» PASSAGE SHOWN:
7. Provide templates to help your students create a visually appealing, modern resume
It’s easy to let your students create the standard text-on-a-page resume, but it’s 2019, and those resumes are ancient! There are tons of options and templates available online, but my favorite resource for visually appealing resumes is Canva, a online graphic-design tool with many free templates. You can also search on Pinterest for more inspiration!
I designed two of my own templates and provided them to students, but I also linked up a few templates I found online. Most of my students used my templates or the ones from Canva, but I did have a few students who used other sources. I would recommend assessing how much structure your students need and then recommending different templates and/or websites. For example, for my ELL students, my pre-made template was especially helpful. I didn’t want them to be overwhelmed by the process of creatively designing a resume, because the process of writing was already challenging enough. Meet your students where they are, but use templates to help them create a visually appealing resume!
8. Make it meaningful & “publish” students’ final resumes!
English teachers know that one of the most important but often ignored parts of the writing process is the final phase: Publishing! When your students are finished, print their resumes out and celebrate their hard work in an authentic way. Here are a few ideas:
- Facilitate a “gallery walk” or “exhibit hall” where students “network” with their peers, exchange resumes, and discuss their experiences and skills.

» GIVEN RECORDS:
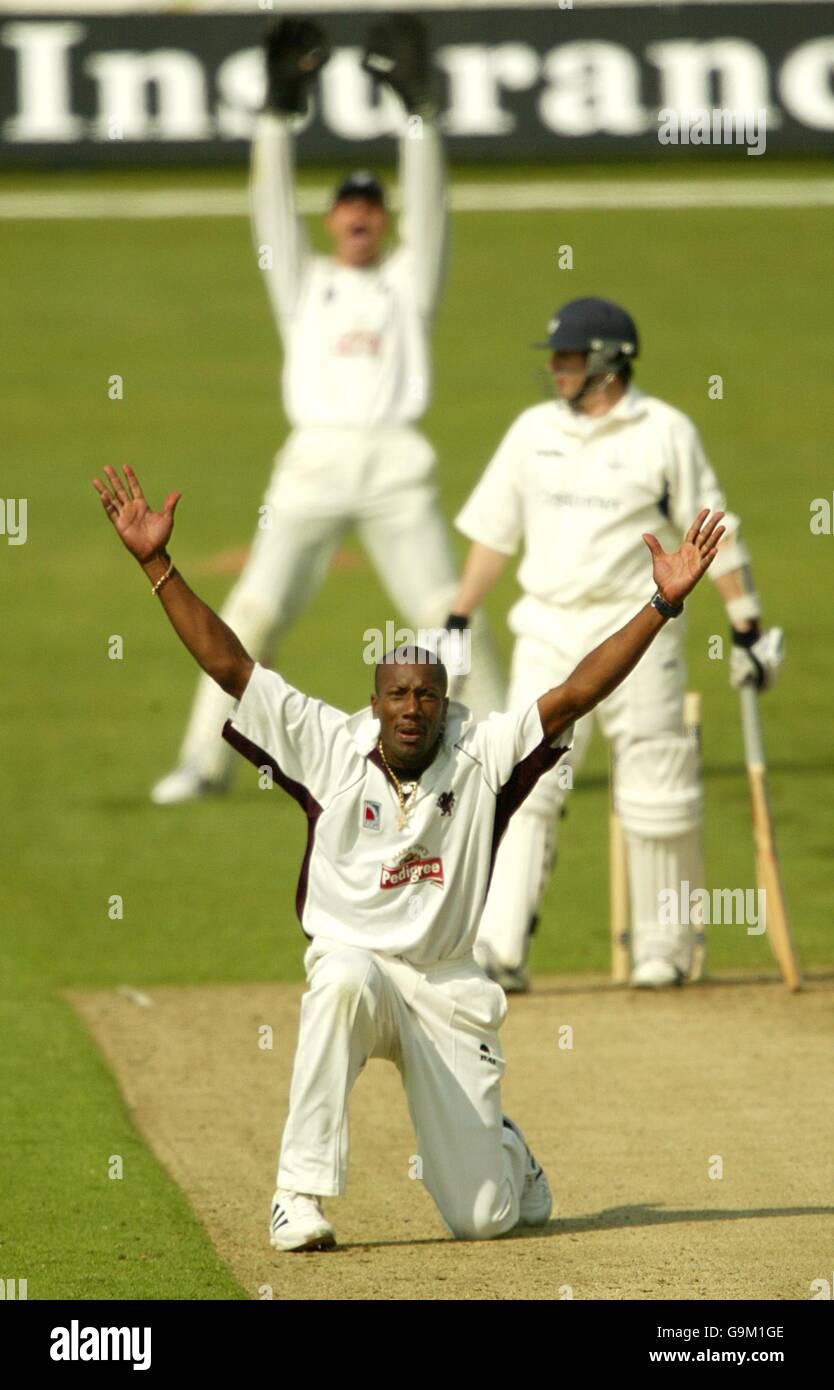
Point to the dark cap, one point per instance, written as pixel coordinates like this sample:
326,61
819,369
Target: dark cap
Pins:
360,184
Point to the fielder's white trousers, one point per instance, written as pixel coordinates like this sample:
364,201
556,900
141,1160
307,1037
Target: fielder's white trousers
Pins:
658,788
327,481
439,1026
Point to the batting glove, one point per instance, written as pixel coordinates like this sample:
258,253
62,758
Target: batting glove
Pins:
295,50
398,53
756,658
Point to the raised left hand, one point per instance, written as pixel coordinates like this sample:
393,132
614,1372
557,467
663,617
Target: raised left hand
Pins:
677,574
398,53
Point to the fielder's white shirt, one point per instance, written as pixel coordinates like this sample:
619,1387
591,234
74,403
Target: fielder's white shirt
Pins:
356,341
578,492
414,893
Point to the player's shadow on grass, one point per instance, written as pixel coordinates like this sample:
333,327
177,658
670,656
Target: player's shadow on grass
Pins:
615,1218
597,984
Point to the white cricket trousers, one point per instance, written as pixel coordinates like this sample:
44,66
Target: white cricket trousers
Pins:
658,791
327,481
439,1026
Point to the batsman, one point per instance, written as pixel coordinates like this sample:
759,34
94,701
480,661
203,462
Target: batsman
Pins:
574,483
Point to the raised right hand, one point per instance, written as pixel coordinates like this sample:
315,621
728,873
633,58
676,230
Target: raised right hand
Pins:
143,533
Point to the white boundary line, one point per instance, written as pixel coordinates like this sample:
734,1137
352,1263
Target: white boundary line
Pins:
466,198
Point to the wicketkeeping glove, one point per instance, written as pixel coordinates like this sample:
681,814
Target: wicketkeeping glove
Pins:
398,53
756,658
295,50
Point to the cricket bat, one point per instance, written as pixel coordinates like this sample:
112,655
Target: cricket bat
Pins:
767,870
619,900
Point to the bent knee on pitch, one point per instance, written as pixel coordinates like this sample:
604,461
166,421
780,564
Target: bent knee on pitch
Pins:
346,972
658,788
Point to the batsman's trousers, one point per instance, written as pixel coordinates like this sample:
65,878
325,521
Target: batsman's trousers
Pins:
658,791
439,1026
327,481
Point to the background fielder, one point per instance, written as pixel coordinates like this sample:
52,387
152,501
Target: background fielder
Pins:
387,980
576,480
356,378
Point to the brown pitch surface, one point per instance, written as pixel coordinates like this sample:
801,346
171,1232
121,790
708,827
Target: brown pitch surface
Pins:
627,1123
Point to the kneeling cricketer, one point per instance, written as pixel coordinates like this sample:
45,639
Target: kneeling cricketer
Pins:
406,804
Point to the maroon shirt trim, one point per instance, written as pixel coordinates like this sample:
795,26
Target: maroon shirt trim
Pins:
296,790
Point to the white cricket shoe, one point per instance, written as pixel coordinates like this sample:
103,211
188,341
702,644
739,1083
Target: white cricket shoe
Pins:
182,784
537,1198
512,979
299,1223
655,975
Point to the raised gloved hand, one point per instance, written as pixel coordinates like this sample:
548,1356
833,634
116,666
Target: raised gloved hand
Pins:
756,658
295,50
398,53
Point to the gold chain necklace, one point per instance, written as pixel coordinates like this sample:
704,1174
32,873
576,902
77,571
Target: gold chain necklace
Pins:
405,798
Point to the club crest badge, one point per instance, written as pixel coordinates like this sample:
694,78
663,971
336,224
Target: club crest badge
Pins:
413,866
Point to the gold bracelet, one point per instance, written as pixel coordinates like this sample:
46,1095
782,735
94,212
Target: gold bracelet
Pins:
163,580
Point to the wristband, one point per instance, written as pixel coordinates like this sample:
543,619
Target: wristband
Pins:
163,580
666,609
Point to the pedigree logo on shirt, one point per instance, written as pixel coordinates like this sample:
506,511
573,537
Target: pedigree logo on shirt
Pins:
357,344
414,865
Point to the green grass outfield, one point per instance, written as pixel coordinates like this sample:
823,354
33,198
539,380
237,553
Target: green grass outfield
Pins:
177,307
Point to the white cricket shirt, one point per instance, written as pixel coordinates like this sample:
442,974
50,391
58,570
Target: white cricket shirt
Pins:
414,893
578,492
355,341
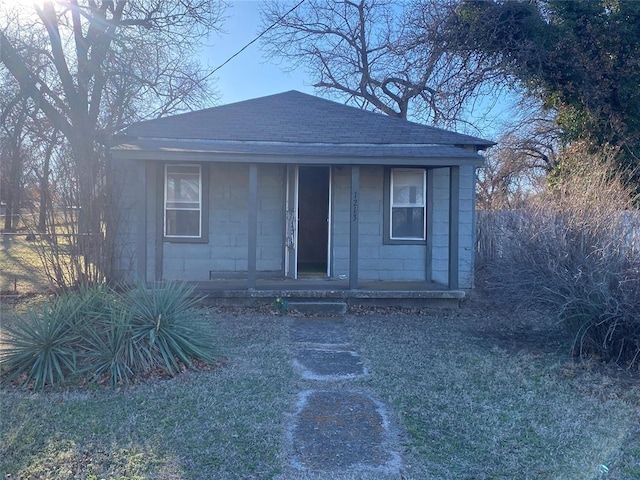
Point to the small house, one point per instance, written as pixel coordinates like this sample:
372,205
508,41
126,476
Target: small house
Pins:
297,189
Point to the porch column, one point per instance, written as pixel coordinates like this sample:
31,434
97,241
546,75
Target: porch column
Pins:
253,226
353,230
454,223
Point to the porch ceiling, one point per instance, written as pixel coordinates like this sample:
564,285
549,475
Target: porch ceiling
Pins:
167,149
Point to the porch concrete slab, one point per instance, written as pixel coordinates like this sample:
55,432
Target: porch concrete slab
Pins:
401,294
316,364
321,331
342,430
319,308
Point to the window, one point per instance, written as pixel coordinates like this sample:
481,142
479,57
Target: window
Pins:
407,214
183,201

==

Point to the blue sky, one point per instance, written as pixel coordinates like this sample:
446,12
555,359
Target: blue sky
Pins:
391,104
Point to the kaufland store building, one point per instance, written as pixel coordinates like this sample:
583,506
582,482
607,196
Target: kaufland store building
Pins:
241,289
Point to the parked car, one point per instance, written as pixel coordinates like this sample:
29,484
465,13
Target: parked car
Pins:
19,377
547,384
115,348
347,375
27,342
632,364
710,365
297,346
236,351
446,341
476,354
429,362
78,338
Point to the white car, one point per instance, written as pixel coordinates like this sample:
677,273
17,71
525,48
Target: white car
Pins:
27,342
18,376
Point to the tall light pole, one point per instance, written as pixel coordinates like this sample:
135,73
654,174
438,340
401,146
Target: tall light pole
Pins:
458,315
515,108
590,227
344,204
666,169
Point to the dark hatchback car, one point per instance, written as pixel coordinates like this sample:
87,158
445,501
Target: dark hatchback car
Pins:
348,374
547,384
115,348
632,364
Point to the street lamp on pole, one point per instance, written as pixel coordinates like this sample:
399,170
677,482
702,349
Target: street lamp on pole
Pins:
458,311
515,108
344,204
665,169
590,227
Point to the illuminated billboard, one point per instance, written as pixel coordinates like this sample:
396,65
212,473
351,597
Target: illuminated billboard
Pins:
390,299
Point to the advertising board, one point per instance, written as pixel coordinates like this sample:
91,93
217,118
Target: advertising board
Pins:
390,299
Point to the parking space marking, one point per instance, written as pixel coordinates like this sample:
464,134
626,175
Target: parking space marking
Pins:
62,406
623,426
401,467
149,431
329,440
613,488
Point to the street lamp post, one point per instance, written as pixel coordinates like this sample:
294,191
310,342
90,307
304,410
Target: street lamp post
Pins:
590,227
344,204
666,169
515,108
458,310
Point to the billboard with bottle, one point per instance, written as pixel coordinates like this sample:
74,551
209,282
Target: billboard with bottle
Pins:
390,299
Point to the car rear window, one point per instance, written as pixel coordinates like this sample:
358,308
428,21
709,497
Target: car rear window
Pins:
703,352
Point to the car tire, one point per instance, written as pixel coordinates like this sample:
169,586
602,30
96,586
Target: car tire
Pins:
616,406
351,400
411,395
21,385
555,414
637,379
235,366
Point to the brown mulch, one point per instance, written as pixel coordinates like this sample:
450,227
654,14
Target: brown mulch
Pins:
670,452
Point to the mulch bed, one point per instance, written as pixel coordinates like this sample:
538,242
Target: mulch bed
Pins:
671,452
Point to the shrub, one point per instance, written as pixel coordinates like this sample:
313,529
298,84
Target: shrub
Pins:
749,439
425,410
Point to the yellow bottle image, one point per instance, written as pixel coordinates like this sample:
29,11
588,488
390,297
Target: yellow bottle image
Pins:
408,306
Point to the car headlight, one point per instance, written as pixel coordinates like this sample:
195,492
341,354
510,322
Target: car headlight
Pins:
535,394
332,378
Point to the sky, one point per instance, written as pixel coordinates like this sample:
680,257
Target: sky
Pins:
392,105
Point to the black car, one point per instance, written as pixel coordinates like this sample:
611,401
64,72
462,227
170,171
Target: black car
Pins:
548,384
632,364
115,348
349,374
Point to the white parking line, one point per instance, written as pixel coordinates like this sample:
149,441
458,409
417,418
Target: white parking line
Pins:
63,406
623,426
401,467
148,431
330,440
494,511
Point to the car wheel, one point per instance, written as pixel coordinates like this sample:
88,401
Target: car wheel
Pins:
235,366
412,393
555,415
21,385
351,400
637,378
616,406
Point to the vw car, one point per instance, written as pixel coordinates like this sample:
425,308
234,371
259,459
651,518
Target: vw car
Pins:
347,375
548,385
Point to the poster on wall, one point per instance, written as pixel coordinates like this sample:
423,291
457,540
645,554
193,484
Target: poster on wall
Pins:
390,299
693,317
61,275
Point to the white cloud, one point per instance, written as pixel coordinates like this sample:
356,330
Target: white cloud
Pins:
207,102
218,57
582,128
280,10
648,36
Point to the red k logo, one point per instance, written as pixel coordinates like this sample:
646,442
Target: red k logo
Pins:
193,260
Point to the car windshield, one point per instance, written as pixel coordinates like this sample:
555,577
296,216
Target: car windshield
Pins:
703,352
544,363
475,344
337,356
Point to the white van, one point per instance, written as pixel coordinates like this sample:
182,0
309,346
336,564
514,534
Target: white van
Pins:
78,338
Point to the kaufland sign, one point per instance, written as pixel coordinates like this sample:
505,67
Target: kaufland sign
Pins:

» PROMPT 1: Please edit the resume tips: begin at the words "I designed two" and stop after "students’ final resumes!", putting "ready-made template" in place of "pre-made template".
» PROMPT 2:
Answer these questions from the resume tips.
(a) Which online tool does the writer name as a favorite resource for visually appealing resumes?
(b) For which students was the writer's pre-made template especially helpful?
(c) In the suggested "gallery walk," what do students exchange with their peers?

» ANSWER BOX 1:
I designed two of my own templates and provided them to students, but I also linked up a few templates I found online. Most of my students used my templates or the ones from Canva, but I did have a few students who used other sources. I would recommend assessing how much structure your students need and then recommending different templates and/or websites. For example, for my ELL students, my ready-made template was especially helpful. I didn’t want them to be overwhelmed by the process of creatively designing a resume, because the process of writing was already challenging enough. Meet your students where they are, but use templates to help them create a visually appealing resume!
8. Make it meaningful & “publish” students’ final resumes!

» ANSWER BOX 2:
(a) Canva
(b) The writer's ELL students
(c) Resumes